> GIVEN REQUEST A
In the records, begin at the line that has "bus stop shelter?" and stop after the line that has "[263,134,1105,859]". Write out those lines again, requests included, with every bounding-box coordinate in the answers multiplied by 1.15 and rounded to a whole number, halves rounded up.

> SOURCE TEXT

• • •

Right on, thanks for the feedback. I've added some additional logic to walk children and look for missing links. Output looks something like this:

There isn't the exact file line (getting the exact line would be some additional lifting), but it gives you the file containing the link and the exact text of the link, which hopefully is easily findable. Is this helpful for your debugging scenario?

cholmes · 2021-06-28T18:56:24Z

Cool, that helps for some situations. Actual line numbers is likely not necessary in most situations. Would have helped with the last step, but that one was easy to figure out. Doesn't seem to grab my next particular one though (which feels pretty weird):

% ./scripts/stac validate /Users/cholmes/Repos/planet-orders/new-stacs/planet-stac/collection.json
OK! STAC object at /Users/cholmes/Repos/planet-orders/new-stacs/planet-stac/collection.json is valid!
% stac move-assets collection.json
Traceback (most recent call last):
  File "/Users/cholmes/Repos/planet-orders/venv/bin/stac", line 8, in <module>
    sys.exit(run_cli())
  File "/Users/cholmes/Repos/planet-orders/venv/lib/python3.7/site-packages/stactools/cli/cli.py", line 40, in run_cli
    cli(prog_name='stac')
  File "/Users/cholmes/Repos/planet-orders/venv/lib/python3.7/site-packages/click/core.py", line 829, in __call__
    return self.main(*args, **kwargs)
  File "/Users/cholmes/Repos/planet-orders/venv/lib/python3.7/site-packages/click/core.py", line 782, in main
    rv = self.invoke(ctx)
  File "/Users/cholmes/Repos/planet-orders/venv/lib/python3.7/site-packages/click/core.py", line 1259, in invoke
    return _process_result(sub_ctx.command.invoke(sub_ctx))
  File "/Users/cholmes/Repos/planet-orders/venv/lib/python3.7/site-packages/click/core.py", line 1066, in invoke
    return ctx.invoke(self.callback, **ctx.params)
  File "/Users/cholmes/Repos/planet-orders/venv/lib/python3.7/site-packages/click/core.py", line 610, in invoke
    return callback(*args, **kwargs)
  File "/Users/cholmes/Repos/planet-orders/venv/lib/python3.7/site-packages/stactools/cli/commands/copy.py", line 37, in move_assets_command
    copy=copy)
  File "/Users/cholmes/Repos/planet-orders/venv/lib/python3.7/site-packages/stactools/core/copy.py", line 187, in move_all_assets
    for item in catalog.get_all_items():
  File "/Users/cholmes/Repos/planet-orders/venv/lib/python3.7/site-packages/pystac/catalog.py", line 437, in get_all_items
    yield from self.get_items()
  File "/Users/cholmes/Repos/planet-orders/venv/lib/python3.7/site-packages/pystac/stac_object.py", line 292, in get_stac_objects
    link.resolve_stac_object(root=self.get_root())
  File "/Users/cholmes/Repos/planet-orders/venv/lib/python3.7/site-packages/pystac/stac_object.py", line 202, in get_root
    root_link.resolve_stac_object()
  File "/Users/cholmes/Repos/planet-orders/venv/lib/python3.7/site-packages/pystac/link.py", line 213, in resolve_stac_object
    obj = stac_io.read_stac_object(target_href, root=root)

• • •

> DATA SUPPLIED
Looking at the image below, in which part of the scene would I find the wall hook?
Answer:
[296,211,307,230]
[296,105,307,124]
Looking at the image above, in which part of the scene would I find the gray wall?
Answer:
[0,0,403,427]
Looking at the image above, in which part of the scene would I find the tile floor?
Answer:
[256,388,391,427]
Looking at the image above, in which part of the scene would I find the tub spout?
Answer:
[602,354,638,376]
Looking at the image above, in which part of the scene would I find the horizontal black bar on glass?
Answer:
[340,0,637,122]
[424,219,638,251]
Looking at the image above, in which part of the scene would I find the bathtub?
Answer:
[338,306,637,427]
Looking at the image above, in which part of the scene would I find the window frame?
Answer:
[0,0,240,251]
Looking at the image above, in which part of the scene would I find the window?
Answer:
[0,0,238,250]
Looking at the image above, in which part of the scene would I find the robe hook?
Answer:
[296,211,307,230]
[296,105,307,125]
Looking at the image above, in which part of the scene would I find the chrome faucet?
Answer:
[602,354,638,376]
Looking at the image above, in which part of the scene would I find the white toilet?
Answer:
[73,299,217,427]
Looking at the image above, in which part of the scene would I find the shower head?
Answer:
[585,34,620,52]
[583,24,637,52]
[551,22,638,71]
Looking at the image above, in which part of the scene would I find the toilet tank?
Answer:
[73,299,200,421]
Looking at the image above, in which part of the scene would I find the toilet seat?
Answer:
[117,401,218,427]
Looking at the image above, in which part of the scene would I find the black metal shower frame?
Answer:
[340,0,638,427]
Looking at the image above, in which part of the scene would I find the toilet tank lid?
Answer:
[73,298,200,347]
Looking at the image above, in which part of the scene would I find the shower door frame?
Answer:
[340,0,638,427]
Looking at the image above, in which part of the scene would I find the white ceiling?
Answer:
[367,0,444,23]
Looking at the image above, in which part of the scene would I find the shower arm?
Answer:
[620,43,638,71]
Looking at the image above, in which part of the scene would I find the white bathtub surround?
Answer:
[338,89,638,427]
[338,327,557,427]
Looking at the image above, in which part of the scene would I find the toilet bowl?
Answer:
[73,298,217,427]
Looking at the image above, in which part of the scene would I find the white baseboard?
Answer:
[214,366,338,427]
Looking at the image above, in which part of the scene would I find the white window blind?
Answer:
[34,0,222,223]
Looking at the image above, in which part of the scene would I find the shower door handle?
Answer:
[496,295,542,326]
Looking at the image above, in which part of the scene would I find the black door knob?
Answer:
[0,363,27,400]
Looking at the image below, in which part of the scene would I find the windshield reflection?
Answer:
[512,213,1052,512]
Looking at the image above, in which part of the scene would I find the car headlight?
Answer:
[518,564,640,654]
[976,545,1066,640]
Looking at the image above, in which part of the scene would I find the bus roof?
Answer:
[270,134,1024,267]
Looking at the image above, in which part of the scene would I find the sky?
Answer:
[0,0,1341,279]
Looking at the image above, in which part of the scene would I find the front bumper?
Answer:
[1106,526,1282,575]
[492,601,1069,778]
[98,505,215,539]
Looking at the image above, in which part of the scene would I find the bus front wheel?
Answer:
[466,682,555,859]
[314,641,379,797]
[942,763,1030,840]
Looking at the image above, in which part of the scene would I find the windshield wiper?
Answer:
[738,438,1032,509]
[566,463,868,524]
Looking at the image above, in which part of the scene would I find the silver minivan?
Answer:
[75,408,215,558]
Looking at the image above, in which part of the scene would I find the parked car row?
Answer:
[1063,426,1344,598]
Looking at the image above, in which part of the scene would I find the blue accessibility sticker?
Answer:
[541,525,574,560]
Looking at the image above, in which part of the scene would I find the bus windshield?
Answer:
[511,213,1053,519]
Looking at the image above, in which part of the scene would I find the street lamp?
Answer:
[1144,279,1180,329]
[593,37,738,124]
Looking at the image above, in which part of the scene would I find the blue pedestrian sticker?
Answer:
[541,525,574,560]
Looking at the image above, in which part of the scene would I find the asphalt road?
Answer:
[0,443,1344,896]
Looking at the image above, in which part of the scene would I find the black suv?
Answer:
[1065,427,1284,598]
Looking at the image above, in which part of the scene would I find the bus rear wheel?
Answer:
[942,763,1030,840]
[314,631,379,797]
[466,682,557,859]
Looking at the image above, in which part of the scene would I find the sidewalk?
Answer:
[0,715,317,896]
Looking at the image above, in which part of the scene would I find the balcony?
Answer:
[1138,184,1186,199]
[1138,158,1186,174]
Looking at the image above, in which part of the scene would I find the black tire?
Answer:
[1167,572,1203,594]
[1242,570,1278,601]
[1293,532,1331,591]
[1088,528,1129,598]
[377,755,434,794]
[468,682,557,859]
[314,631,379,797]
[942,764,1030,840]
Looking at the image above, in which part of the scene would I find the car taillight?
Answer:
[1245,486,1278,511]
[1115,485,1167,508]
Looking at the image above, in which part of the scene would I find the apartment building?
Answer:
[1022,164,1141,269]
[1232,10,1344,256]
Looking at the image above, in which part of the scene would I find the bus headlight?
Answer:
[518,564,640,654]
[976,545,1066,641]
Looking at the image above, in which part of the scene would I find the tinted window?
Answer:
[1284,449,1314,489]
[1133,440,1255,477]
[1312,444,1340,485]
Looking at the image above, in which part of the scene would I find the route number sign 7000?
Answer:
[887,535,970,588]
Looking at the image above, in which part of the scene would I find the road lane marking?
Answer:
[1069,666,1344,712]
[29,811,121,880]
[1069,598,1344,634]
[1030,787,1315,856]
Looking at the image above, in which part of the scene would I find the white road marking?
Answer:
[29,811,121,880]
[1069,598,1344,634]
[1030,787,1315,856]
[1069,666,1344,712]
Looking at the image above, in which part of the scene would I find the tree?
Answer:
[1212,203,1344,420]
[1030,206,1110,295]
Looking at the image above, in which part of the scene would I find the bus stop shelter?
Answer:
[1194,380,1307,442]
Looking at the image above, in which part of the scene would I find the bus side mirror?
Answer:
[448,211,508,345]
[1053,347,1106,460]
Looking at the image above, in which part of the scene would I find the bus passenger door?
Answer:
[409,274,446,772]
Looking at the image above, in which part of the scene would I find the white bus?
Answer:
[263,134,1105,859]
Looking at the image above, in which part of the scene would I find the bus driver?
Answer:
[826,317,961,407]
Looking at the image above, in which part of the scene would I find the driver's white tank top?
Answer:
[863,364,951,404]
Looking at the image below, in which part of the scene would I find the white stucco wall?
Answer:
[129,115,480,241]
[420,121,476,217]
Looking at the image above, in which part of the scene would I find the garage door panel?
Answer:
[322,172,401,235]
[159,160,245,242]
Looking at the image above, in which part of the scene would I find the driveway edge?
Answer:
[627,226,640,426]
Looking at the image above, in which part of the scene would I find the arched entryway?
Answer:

• • •

> GIVEN REQUEST B
Answer these about the forum thread:
(i) Which command produced the traceback?
(ii) Instead of the exact file line, what does the added logic report for a missing link?
(iii) What did the validate command report about the collection.json file?

> EXERCISE RESPONSE A
Looking at the image above, in which part of the scene would I find the bus stop shelter?
Answer:
[1373,437,1503,508]
Looking at the image above, in which part of the scene would I find the bus side mirror?
Answer:
[515,243,584,397]
[1211,399,1272,529]
Looking at the image above, in which part of the scene would I find the bus passenger door?
Answer:
[470,315,513,888]
Looking at the image above, in which part of the scene would I find the white bus?
Answer:
[302,154,1271,988]

> EXERCISE RESPONSE B
(i) stac move-assets collection.json
(ii) The file containing the link and the exact text of the link.
(iii) It reported that the STAC object at that path is valid.